STF: o inquérito e a caixa de Pandora
Poder atribuído ao Regimento Interno, personificado no inquérito das ‘fake news’, é como uma caixa que, se mantida aberta, tende a irradiar uma série de distorções
Por Diogo Leonardo Machado de Melo, Hamilton Dias de Souza, Humberto Bergmann Ávila, José Horácio Halfeld Rezende Ribeiro, Miguel Reale Junior e Renato de Mello Jorge Silveira
Diz a lenda que Pandora, criada por Hefesto, foi enviada à Terra com uma caixa onde se guardavam todos os males. Incontida em sua curiosidade, abriu-a, espalhando desgraças mundo afora – restando fechada apenas a esperança. A imagem aproxima-se da realidade do Judiciário brasileiro. Assistimos à ampliação questionada das competências do Supremo Tribunal Federal (STF), especialmente com o inquérito das fake news (Inquérito 4.781), instaurado de ofício com base no artigo 43 do Regimento Interno do Supremo Tribunal Federal (RISTF).
No exame linguístico do referido dispositivo regimental temos que a expressão “ocorrendo” exige que a infração penal se torne um fato efetivamente realizado, concretizado no mundo físico, não bastando mera suspeita ou possibilidade. Já a locução “na sede ou dependência do Tribunal” estabelece limites espaciais precisos, restringindo a incidência da norma aos recintos institucionais do STF – tanto o espaço principal, como o plenário, quanto os acessórios, gabinetes e áreas anexas –, sem se estender a outros locais.

» **Bloco de dados**
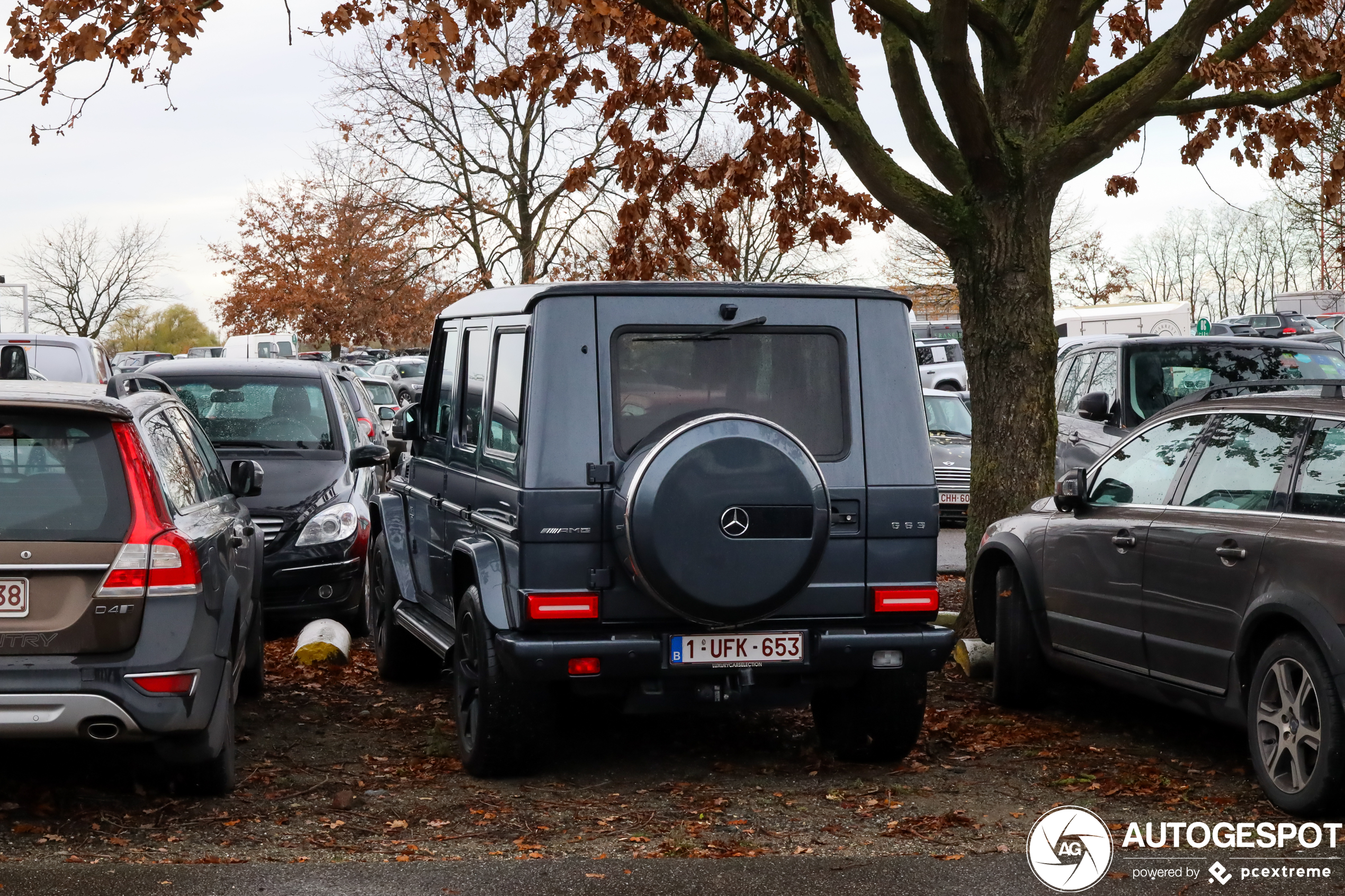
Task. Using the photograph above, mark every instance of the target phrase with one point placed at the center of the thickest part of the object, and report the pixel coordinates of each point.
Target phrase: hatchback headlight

» **Partes do exercício**
1. Liste todos os autores do trecho da página, com os nomes completos que nele aparecem.
2. Responda às perguntas abaixo com base no trecho da página.
(a) Segundo a lenda, quem criou Pandora?
(b) Qual é o número do inquérito das fake news?
(c) Segundo o exame linguístico, o que a expressão "ocorrendo" exige da infração penal?
3. Traduza para o inglês a frase "A imagem aproxima-se da realidade do Judiciário brasileiro.", do trecho da página.

» **Os resultados**
1.
Diogo Leonardo Machado de Melo
Hamilton Dias de Souza
Humberto Bergmann Ávila
José Horácio Halfeld Rezende Ribeiro
Miguel Reale Junior
Renato de Mello Jorge Silveira

2.
(a) Hefesto.
(b) Inquérito 4.781.
(c) Exige que a infração penal se torne um fato efetivamente realizado, concretizado no mundo físico, sem bastar mera suspeita ou possibilidade.

3. The image comes close to the reality of the Brazilian Judiciary.